## FRAGMENT DOKUMENTU
%%
Nie tylko TdF – wywiad z Michałem Kwiatkowskim
Na Tour de Pologne Michał Kwiatkowski był wielkim nieobecnym. Bo choć pojawił się na dwóch etapach, to w roli widza, a nie zawodnika. Z wypoczywającym po drugim w swojej karierze Tour de France Michałem rozmawialiśmy na starcie etapu w Toruniu.
Od kiedy wiedziałeś, że nie wystartujesz w Tour de Pologne?
Decyzja oficjalna zapadła w środę. Start w Polsce był dla mnie ważny, ale byłem bardzo zmęczony w trzecim tygodniu Tour de France. Na każdym wyścigu mam dużą motywację i nastawienie na walkę, koncentrowałem się na tym, żeby dobrze wypaść na mecie w Paryżu. Po jej przekroczeniu czułem już, że w Polsce mogę nie wystartować. Potem uznaliśmy z drużyną, że raczej w tym wyścigu nie pojadę. Decyzja zapadła kilka dni przed startem.
%%
Wpisy zaczerpnięte ze zbioru
%%
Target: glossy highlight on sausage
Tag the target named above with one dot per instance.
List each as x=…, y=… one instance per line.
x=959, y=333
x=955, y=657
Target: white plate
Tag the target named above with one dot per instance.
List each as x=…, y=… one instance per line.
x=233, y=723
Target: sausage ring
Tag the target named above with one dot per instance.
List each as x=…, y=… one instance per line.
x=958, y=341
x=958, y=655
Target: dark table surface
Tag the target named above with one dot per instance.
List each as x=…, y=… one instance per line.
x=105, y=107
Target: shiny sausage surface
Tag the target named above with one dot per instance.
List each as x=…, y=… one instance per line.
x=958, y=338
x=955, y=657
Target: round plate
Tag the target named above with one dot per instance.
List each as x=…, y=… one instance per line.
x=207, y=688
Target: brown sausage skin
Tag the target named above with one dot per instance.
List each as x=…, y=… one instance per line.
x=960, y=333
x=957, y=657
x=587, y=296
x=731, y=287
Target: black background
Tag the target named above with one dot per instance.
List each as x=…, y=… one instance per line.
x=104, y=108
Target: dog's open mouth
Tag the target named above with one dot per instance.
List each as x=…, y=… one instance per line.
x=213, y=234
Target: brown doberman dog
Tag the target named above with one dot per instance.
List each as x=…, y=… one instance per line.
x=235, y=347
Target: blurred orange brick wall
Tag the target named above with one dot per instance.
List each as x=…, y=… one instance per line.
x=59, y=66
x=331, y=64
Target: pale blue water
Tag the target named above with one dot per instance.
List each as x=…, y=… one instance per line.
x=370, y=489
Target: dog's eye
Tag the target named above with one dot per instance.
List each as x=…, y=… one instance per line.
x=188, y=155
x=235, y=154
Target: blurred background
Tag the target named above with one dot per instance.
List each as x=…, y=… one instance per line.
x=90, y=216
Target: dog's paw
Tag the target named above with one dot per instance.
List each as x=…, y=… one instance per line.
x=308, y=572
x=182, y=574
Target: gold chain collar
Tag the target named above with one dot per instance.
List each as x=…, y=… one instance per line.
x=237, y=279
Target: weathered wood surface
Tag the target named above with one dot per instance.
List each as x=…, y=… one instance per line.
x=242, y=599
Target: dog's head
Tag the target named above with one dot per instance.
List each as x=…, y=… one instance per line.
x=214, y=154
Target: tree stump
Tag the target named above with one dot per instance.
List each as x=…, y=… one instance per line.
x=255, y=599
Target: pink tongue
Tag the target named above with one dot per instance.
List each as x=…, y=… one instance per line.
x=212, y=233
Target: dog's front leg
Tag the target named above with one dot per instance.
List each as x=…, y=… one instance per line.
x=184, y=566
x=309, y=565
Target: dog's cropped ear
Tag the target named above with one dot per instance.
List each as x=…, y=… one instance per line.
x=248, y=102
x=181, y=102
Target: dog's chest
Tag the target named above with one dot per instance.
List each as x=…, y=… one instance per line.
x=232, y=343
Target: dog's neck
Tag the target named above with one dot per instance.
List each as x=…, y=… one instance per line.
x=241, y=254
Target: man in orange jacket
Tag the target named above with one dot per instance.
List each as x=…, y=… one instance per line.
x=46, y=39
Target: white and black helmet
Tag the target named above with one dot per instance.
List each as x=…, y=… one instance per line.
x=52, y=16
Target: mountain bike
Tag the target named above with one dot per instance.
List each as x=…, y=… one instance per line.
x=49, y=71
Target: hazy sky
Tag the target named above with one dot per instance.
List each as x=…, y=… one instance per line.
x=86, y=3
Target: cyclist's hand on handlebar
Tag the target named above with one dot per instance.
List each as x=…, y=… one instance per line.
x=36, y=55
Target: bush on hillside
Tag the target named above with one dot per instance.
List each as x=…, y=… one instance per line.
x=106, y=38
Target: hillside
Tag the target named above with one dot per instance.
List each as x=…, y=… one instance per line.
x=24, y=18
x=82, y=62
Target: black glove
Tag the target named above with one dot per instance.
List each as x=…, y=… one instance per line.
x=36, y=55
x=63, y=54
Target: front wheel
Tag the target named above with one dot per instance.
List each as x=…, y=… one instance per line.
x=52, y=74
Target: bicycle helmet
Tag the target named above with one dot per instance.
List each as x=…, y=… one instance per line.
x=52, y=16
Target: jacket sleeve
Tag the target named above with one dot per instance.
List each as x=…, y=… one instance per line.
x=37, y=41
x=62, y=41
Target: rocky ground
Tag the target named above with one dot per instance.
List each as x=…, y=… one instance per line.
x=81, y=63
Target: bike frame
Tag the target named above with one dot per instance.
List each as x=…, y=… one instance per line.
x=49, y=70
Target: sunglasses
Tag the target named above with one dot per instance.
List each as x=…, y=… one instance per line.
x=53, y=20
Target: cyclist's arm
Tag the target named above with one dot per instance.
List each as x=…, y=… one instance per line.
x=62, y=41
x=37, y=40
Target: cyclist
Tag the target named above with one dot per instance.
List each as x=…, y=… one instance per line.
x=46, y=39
%%
%%
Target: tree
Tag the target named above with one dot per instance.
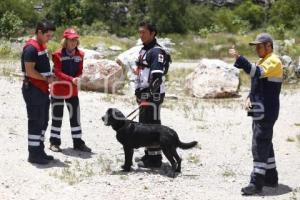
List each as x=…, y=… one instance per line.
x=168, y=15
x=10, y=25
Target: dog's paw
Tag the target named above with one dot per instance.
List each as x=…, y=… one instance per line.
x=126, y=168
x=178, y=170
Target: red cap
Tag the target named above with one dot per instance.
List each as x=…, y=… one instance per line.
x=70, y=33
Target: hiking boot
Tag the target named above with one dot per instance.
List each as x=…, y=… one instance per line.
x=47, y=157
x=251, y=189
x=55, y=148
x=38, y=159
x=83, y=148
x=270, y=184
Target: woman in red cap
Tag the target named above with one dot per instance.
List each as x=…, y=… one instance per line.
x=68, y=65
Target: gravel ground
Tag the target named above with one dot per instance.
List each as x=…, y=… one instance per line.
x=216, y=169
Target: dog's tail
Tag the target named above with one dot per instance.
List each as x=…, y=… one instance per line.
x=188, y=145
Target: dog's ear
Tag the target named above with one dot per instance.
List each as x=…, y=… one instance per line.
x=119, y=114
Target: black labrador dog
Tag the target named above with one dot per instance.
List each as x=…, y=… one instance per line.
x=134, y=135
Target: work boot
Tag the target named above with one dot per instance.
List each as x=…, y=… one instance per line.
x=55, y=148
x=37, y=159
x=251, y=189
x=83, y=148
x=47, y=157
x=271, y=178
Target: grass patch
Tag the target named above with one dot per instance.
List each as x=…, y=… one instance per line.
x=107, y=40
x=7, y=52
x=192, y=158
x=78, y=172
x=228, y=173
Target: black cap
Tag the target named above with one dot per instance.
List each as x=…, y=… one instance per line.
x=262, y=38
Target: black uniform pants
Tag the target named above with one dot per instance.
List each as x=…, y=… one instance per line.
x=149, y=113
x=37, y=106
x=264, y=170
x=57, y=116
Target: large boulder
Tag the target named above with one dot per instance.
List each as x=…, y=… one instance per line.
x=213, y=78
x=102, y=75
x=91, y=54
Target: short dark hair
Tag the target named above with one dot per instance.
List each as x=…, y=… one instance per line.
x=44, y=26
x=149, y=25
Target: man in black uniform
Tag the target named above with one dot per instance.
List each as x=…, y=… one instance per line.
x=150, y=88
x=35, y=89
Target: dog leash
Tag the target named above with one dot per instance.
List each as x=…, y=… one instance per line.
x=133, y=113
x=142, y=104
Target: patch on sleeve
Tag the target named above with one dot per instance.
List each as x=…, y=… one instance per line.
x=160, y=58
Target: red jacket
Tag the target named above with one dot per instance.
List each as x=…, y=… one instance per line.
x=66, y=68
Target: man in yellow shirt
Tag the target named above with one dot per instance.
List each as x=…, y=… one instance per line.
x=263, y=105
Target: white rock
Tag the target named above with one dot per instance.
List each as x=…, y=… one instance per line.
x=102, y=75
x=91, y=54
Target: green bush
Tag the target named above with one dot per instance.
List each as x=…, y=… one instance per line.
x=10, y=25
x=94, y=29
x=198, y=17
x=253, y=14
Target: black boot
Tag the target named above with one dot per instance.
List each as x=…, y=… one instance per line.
%%
%%
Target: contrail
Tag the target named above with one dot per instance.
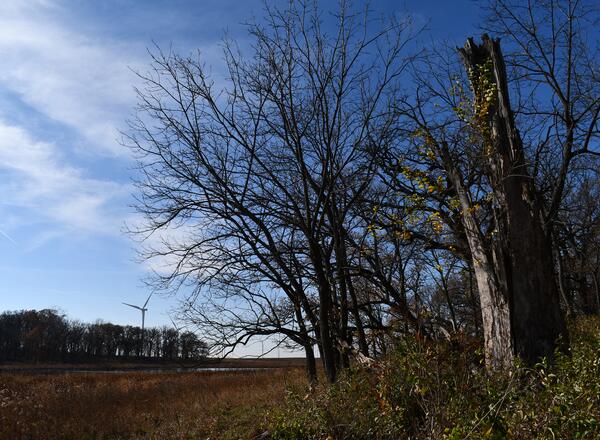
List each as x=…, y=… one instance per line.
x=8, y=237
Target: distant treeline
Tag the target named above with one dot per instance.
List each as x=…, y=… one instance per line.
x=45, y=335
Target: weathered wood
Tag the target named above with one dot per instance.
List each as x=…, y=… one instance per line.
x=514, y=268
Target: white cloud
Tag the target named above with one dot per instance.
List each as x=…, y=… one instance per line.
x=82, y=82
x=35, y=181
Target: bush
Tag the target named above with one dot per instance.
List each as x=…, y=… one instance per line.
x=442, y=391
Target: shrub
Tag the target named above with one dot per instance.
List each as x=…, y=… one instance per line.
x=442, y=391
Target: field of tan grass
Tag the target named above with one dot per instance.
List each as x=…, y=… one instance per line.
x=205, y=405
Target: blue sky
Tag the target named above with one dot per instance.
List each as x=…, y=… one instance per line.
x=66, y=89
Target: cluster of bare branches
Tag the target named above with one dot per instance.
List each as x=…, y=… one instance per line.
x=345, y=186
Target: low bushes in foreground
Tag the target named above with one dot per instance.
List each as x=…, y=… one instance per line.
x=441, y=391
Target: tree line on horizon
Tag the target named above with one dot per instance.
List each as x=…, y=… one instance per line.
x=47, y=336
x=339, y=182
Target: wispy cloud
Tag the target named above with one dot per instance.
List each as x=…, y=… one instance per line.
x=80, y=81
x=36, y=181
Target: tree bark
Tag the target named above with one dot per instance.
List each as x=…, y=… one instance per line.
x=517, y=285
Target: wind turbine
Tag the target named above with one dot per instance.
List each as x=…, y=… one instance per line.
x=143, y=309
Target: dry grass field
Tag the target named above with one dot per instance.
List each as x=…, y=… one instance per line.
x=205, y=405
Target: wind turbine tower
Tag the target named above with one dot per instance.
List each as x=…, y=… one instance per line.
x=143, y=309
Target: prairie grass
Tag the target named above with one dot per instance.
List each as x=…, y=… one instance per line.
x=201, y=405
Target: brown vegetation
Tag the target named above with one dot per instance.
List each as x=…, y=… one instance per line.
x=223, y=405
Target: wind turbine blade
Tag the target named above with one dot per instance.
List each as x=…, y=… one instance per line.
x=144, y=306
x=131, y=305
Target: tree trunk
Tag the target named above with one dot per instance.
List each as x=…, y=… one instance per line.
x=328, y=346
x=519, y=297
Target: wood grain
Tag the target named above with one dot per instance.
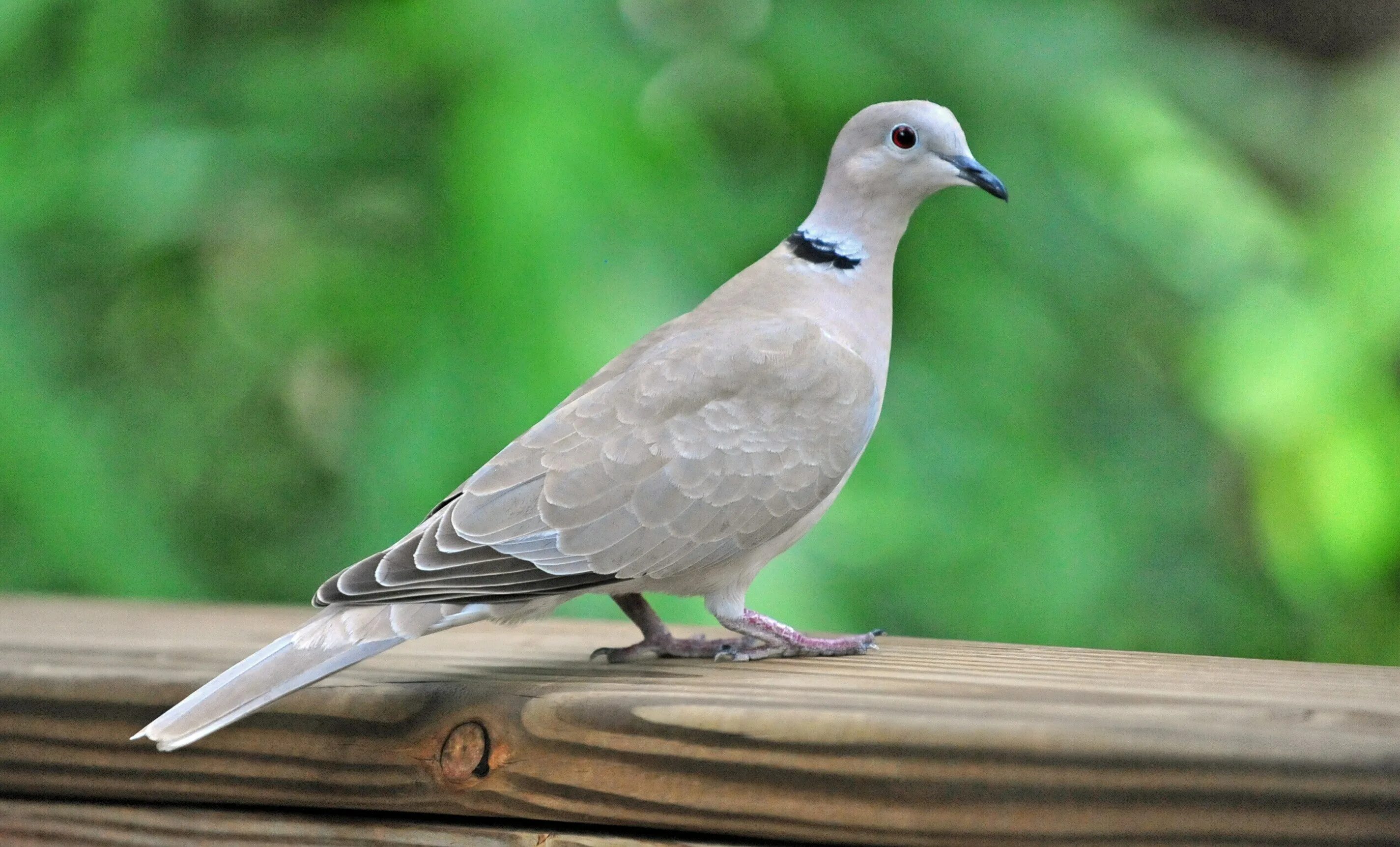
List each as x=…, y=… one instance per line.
%%
## CZEGO WYMAGA ZADANIE
Zwróć dosłownie cały fragment wywiadu, od słów „Od kiedy wiedziałeś, że” aż po słowa „dni przed startem.”. Wpisy nie mają tu żadnego znaczenia.

## ODPOWIEDŹ PONIŻEJ
Od kiedy wiedziałeś, że nie wystartujesz w Tour de Pologne?
Decyzja oficjalna zapadła w środę. Start w Polsce był dla mnie ważny, ale byłem bardzo zmęczony w trzecim tygodniu Tour de France. Na każdym wyścigu mam dużą motywację i nastawienie na walkę, koncentrowałem się na tym, żeby dobrze wypaść na mecie w Paryżu. Po jej przekroczeniu czułem już, że w Polsce mogę nie wystartować. Potem uznaliśmy z drużyną, że raczej w tym wyścigu nie pojadę. Decyzja zapadła kilka dni przed startem.